Reproduce every line of the material below, requests included, but multiply each coordinate in the answers by 0.5 and round it to a whole number, rounding halves up. Leave the numbers in the requests unchanged.

((

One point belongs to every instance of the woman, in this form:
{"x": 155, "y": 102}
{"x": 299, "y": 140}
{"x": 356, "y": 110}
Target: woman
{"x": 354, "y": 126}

))

Finished task:
One point belongs to every instance of the woman, in this form:
{"x": 155, "y": 102}
{"x": 299, "y": 140}
{"x": 356, "y": 110}
Target: woman
{"x": 177, "y": 63}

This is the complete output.